#### Text section
▶

United States Boy Scout Uniforms: American Boy Scouts (ABS)

Figure 1.--This is the ABS shield which was worn on the left sleeve of the jacket. It was worn well down on the sleeve, almost to the elbow. There were also ABS buttons, but I am not sure about other badges.

The BSA has dominated American Scouting. This has, however, involved Federal legislation and extensive legislation. They were not the only contenders. There had been earlier attempts at Scouting. And there was a rival association in the 1910s. The most serious contention was launched by the American Boy Scouts (ABS), at first powerfully supported by newpaper magnate William Randolph Hearst. Hearst soon disowned the ABS. Considerable acrimony developed between the two associations, in part over the issue of soliciting funds from the piblic. The ABS continued operating for several years under different names, but disappeared in the 1920s.

Earlier Efforts

Seveal youth organizations were launched in America in the late 19th and 20th century. Some were based on a Scouting program. Two were especially important and greatly influenced Baden-Powell who incorporated, if not out right stole many of their ideas. None of these groups, however, were able to muster the organizational skills to create a genuinely national mass organization.

Competing Organization

One of the competing organizations at the founding of the BSA was the American Boy Scouts, ABS. This program would prove to be a thorn in the BSA's sides for a number of years and eventually lead to a lawsuit. As William D. Boyce and others were forming the Boy Scouts of America, William Randolph Hearst was meeting with men in the New York area for the formation of a Scouting organization. Overtures were made from the already incorporated BSA to the ABS organizing group but Hearst did not want to team up.

◀

#### Data excerpt

▶

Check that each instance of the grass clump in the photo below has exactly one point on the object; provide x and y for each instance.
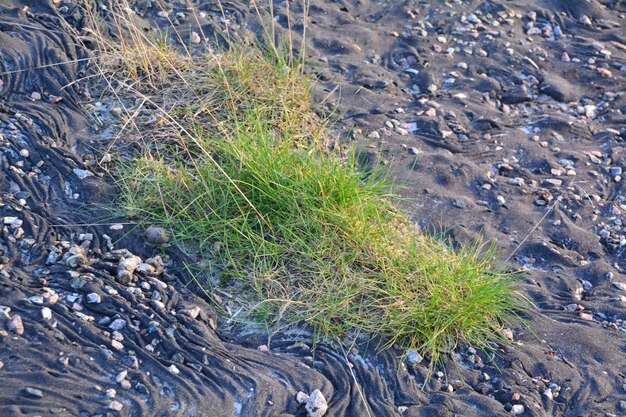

◀

#### The tasks
A - According to the American Boy Scouts text, where on the jacket was the ABS shield worn?
B - Decide whether each statement agrees with the American Boy Scouts text, answering yes or no and quoting the deciding words: (i) Hearst kept backing the ABS for as long as it existed. (ii) The ABS disappeared in the 1920s. (iii) Hearst agreed to join forces with the BSA.
C - According to the American Boy Scouts text, why did none of the earlier youth organizations become a nationwide movement?
Answer using only the American Boy Scouts text, not the data.

#### The results
A - On the left sleeve, well down, almost to the elbow.

B -
(i) No: "Hearst soon disowned the ABS."
(ii) Yes: "but disappeared in the 1920s."
(iii) No: "Hearst did not want to team up."

C - None of these groups could muster the organizational skills to create a genuinely national mass organization.